### AIM OF THE EXERCISE
Reproduce the listing below from its very first line through the line containing "positive clicks: (194, 210) (379, 68)", keeping both of those lines and every line between them unchanged.

==== INPUT DATA ====

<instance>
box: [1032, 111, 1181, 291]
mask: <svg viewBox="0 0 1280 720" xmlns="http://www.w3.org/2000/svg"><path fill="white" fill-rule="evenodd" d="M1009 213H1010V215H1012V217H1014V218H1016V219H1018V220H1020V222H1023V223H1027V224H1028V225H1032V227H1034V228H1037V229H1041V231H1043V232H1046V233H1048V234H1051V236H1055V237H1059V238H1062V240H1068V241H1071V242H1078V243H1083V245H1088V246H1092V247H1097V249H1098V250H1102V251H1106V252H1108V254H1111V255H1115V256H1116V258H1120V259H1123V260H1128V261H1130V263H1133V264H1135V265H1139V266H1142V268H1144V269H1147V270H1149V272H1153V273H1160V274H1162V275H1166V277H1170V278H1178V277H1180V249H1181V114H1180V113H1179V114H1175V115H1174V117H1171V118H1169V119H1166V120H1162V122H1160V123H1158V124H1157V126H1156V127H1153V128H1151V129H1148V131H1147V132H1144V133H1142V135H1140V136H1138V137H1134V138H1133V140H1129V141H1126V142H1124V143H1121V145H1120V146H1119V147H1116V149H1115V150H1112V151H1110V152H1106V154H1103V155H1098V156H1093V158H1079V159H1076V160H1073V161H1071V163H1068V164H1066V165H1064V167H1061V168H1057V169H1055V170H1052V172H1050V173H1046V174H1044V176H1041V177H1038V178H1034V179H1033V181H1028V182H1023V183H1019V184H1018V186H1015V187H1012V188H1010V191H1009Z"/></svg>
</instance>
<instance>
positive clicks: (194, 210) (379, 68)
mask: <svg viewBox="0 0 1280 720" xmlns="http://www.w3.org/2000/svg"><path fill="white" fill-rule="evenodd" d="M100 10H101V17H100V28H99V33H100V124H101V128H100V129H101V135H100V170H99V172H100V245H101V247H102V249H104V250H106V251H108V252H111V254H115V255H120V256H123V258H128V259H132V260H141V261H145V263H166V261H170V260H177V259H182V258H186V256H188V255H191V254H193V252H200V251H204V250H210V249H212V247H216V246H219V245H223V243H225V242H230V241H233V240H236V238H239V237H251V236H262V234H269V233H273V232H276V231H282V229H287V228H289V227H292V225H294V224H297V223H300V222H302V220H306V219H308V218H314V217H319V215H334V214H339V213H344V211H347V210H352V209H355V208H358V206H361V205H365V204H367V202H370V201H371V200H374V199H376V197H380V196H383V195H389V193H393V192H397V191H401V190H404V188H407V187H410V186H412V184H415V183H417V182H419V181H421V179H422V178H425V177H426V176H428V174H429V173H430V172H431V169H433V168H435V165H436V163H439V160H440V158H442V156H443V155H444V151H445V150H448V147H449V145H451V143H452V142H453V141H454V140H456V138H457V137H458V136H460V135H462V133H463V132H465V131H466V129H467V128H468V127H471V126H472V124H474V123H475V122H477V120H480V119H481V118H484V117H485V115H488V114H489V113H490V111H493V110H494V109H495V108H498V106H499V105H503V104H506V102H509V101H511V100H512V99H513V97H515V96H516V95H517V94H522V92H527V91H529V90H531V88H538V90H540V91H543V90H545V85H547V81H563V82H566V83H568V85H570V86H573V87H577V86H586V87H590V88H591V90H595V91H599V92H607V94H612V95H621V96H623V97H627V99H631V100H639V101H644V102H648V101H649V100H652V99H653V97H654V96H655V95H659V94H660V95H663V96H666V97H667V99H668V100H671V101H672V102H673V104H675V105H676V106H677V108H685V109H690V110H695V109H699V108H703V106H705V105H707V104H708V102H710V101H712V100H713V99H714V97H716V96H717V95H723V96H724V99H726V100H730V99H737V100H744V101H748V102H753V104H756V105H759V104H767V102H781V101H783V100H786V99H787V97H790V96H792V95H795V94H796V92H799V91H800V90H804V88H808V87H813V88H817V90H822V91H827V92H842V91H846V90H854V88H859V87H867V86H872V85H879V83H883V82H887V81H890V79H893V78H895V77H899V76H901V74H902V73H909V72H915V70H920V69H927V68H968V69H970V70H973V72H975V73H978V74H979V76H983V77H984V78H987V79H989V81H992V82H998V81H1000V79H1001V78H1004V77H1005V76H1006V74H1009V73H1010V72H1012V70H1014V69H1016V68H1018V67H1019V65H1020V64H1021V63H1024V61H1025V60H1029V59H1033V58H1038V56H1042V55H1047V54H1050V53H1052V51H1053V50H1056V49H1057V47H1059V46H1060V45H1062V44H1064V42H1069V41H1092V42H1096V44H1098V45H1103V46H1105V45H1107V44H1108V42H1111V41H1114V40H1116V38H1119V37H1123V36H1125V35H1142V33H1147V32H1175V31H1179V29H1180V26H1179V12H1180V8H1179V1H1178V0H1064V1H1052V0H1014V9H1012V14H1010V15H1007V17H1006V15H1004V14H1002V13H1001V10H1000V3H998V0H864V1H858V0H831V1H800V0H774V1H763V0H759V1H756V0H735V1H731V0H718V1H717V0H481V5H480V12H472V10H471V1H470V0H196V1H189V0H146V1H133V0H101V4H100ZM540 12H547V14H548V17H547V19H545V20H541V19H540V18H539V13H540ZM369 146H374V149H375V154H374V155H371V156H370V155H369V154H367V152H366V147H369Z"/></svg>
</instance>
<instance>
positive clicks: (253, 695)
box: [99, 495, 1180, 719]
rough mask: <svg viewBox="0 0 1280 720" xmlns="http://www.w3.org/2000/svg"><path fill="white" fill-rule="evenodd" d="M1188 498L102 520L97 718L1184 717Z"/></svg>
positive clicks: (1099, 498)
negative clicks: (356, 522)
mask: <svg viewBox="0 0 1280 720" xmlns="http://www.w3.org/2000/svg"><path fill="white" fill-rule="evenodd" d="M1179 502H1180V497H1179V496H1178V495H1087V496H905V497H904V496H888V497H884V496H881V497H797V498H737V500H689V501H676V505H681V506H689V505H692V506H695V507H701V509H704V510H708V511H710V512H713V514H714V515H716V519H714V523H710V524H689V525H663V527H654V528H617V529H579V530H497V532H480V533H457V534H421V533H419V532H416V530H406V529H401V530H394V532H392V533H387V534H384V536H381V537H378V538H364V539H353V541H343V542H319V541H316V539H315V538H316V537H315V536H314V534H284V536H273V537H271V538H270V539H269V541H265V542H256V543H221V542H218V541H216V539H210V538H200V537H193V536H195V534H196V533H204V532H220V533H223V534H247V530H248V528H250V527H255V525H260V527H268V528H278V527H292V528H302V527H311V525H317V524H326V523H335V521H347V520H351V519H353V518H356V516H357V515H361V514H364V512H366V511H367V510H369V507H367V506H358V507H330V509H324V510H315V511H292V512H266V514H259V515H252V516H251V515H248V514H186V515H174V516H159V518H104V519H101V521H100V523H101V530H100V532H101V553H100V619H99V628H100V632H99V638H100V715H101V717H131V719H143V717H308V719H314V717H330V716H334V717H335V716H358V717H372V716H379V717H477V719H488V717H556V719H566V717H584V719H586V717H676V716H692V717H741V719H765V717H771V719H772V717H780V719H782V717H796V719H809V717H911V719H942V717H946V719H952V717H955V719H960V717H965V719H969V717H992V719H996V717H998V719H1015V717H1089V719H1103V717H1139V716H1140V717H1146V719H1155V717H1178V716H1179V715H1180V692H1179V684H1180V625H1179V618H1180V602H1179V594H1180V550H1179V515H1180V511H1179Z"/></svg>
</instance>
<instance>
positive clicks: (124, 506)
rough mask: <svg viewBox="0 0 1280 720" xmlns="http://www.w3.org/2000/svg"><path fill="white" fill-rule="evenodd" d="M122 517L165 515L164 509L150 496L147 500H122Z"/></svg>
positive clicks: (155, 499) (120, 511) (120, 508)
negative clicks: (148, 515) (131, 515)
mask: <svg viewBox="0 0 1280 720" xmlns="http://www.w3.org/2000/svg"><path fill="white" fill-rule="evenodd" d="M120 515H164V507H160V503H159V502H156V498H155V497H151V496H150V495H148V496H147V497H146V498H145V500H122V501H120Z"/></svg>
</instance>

====

### SOLUTION TO THE EXERCISE
<instance>
box: [1032, 111, 1181, 291]
mask: <svg viewBox="0 0 1280 720" xmlns="http://www.w3.org/2000/svg"><path fill="white" fill-rule="evenodd" d="M1009 213H1010V215H1012V217H1014V218H1016V219H1018V220H1020V222H1023V223H1027V224H1028V225H1032V227H1034V228H1037V229H1041V231H1043V232H1046V233H1048V234H1051V236H1055V237H1059V238H1062V240H1068V241H1071V242H1078V243H1083V245H1088V246H1092V247H1097V249H1098V250H1102V251H1106V252H1108V254H1111V255H1115V256H1116V258H1120V259H1123V260H1128V261H1130V263H1133V264H1135V265H1139V266H1142V268H1144V269H1147V270H1149V272H1153V273H1160V274H1162V275H1166V277H1170V278H1178V277H1180V249H1181V114H1180V113H1179V114H1175V115H1174V117H1171V118H1169V119H1166V120H1162V122H1160V123H1158V124H1157V126H1156V127H1153V128H1151V129H1148V131H1147V132H1144V133H1142V135H1140V136H1138V137H1134V138H1133V140H1129V141H1126V142H1124V143H1121V145H1120V146H1119V147H1116V149H1115V150H1112V151H1110V152H1106V154H1103V155H1098V156H1093V158H1079V159H1076V160H1073V161H1071V163H1068V164H1066V165H1064V167H1061V168H1057V169H1055V170H1052V172H1050V173H1046V174H1044V176H1041V177H1038V178H1034V179H1033V181H1028V182H1023V183H1019V184H1018V186H1015V187H1012V188H1010V191H1009Z"/></svg>
</instance>
<instance>
positive clicks: (194, 210) (379, 68)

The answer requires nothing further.